─── Texte à lire

Séverine Gojard, "L'alimentation dans la prime enfance. Diffusion et réception des normes de puériculture", Revue française de sociologie, 2000, n° 3, pp. 475-512.
L'alimentation dans la petite enfance est un objet particulièrement pertinent pour observer la diffusion et la réception des discours normatifs, dans la mesure où ce type de discours foisonne sur l'art et la manière de nourrir son enfant, et où les enjeux de la conformité à la norme sont potentiellement importants : il s'agit de faire pousser un enfant «normal», et d'être de «bons parents» La charge émotionnelle associée à la tâche d'élevage des enfants renforce d'autant le caractère coercitif de la norme et la culpabilisation des parents qui ne s'y conforment pas. Un examen des discours de puériculture contemporains (à partir de publications récentes) montre que la conformité aux normes de puériculture n'est pas si facile à accomplir, parce que les prescriptions, rarement identiques d'un manuel à l'autre, sont parfois antagonistes. Pour Séverine Gojard, «la manière dont les parents alimentent leurs enfants en bas âge est le révélateur de leur attitude vis-à-vis de telle ou telle norme, ou plutôt de leur propension à recourir à tel ou tel interlocuteur, lui-même porteur ď une norme. »

──────
─── Documents fournis

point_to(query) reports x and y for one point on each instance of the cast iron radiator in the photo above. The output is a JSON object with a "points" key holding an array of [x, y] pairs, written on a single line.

──────

- **Exercice 1**
Traduisez en anglais cette phrase du texte sur l'alimentation des jeunes enfants : « La charge émotionnelle associée à la tâche d'élevage des enfants renforce d'autant le caractère coercitif de la norme et la culpabilisation des parents qui ne s'y conforment pas. »
- **Exercice 2**
Poursuivez le texte sur l'alimentation des jeunes enfants à partir de sa dernière phrase.

- **Réponse rédigée 1**
The emotional burden attached to the task of raising children reinforces all the more the coercive nature of the norm and the guilt placed on parents who do not conform to it.

- **Réponse rédigée 2**
À partir d'une enquête par questionnaire portant sur l'alimentation dans la prime enfance, l’auteure fait apparaître deux modèles de soins aux nourrissons, un modèle savant et un modèle populaire [1] . L'opposition entre ces deux modèles est construite sur le type de sources de conseils utilisées et sur l'adoption ou non de certaines pratiques conformes à la puériculture savante et absentes des usages populaires ; elle se superpose avec l'opposition entre classes supérieures et classes populaires. L'existence de deux modèles opposés ne suppose pas une stricte partition de la population en deux catégories ; on observe au contraire un continuum de pratiques allant de l'un à l'autre. Cette opposition est surtout un outil conceptuel, proche de la construction d'idéal-types.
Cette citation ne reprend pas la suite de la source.